* START Extracted records *

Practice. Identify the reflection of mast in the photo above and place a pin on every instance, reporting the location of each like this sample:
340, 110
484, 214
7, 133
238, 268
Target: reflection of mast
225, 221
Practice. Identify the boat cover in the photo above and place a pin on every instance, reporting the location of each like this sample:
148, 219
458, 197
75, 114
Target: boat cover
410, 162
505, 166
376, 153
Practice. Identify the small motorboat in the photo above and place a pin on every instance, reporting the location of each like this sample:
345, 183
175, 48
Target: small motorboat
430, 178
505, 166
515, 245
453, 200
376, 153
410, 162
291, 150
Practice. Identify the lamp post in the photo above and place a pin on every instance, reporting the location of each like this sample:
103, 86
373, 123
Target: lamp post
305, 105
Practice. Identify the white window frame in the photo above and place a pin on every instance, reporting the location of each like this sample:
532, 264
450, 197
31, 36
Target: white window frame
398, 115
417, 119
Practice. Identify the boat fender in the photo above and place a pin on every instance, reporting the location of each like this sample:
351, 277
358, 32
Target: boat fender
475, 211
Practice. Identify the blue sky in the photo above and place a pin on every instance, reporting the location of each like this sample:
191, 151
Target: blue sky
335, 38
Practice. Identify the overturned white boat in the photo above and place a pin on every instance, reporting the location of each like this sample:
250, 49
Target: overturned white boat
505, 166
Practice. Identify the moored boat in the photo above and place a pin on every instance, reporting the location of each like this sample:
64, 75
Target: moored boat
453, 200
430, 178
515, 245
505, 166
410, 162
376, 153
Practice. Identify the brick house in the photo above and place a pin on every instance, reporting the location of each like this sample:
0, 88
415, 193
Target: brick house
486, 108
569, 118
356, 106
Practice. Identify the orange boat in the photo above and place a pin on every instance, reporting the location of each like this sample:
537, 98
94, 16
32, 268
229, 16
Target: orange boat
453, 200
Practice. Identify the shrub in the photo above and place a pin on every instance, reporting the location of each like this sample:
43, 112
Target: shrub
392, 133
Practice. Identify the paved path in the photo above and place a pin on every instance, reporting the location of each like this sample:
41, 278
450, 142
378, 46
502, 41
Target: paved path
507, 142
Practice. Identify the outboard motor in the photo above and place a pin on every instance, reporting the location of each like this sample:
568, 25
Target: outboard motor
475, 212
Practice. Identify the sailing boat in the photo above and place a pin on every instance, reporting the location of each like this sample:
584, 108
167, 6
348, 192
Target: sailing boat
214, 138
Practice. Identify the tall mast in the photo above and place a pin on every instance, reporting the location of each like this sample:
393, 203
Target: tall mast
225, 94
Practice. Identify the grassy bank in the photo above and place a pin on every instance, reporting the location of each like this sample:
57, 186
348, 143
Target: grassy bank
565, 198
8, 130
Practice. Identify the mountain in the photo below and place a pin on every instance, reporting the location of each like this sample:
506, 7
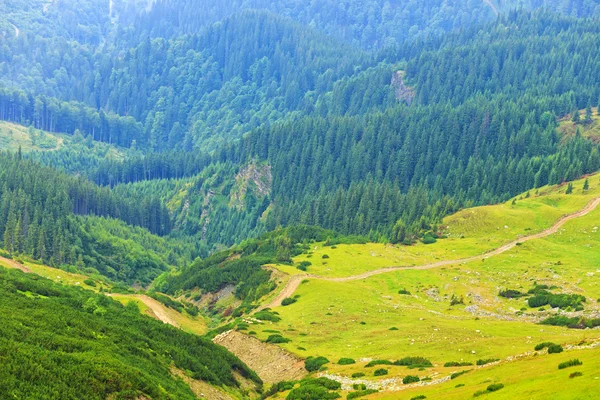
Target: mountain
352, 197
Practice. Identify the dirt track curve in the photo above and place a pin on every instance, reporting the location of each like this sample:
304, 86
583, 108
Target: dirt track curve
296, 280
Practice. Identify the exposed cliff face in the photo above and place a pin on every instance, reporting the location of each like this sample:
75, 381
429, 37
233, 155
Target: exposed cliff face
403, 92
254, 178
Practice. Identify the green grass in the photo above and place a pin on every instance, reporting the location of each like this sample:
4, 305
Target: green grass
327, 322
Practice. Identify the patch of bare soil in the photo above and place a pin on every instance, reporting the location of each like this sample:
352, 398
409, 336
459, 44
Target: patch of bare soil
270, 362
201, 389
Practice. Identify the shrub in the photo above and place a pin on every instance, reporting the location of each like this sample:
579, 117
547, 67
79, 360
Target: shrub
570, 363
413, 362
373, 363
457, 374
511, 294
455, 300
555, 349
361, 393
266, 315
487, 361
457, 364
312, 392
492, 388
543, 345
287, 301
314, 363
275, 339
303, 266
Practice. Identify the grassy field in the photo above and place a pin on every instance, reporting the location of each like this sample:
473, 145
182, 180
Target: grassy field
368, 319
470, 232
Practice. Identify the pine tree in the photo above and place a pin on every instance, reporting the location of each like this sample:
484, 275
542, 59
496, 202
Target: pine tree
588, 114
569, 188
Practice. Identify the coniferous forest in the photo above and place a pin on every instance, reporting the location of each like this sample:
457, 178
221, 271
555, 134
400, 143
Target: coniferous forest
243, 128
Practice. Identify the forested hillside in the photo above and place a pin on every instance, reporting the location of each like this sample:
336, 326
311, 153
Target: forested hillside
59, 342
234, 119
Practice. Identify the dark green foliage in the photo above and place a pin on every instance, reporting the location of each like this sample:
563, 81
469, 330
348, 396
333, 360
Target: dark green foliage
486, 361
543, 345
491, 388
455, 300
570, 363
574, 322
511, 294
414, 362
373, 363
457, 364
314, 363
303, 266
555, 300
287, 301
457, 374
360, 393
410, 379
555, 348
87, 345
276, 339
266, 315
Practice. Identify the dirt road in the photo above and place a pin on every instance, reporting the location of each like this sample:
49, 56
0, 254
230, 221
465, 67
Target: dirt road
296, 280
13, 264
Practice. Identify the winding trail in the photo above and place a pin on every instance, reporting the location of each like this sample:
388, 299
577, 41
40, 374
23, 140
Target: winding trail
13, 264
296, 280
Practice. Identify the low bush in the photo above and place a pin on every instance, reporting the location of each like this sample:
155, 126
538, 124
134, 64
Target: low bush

* END Extracted records *

Task:
Repeat exactly, and only, the lines of the records above, starting with the line that contains "Practice. Identify the forested" and ending with the final line, both included.

Solution to the exercise:
Practice. Identify the forested hillside in the photo above and place a pin on every instance, reporting the location of each like this sample:
336, 326
311, 153
Target: forested hillside
59, 342
234, 119
Practice. Identify the dark green foliage in the photo above and place a pin on every instance, reporting the location of each like this sample:
563, 81
469, 330
348, 396
333, 360
Target: dark green foliage
486, 361
543, 345
491, 388
455, 300
570, 363
574, 322
511, 294
414, 362
373, 363
457, 364
314, 363
303, 266
555, 300
287, 301
457, 374
360, 393
410, 379
555, 348
87, 345
276, 339
266, 315
Practice. Identify the dirt road in the photo above and place a pin on every instance, reporting the location of each like this sample:
49, 56
0, 254
230, 221
465, 67
Target: dirt road
296, 280
13, 264
Practice. Identify the winding trail in the photo above and place a pin on every instance, reporting the location of each like this sample:
388, 299
577, 41
40, 374
23, 140
Target: winding trail
13, 264
296, 280
Practice. Identify the low bush in the photo above and place a pin on every instance, reporting the location of each like this sample:
155, 126
538, 124
134, 64
Target: low bush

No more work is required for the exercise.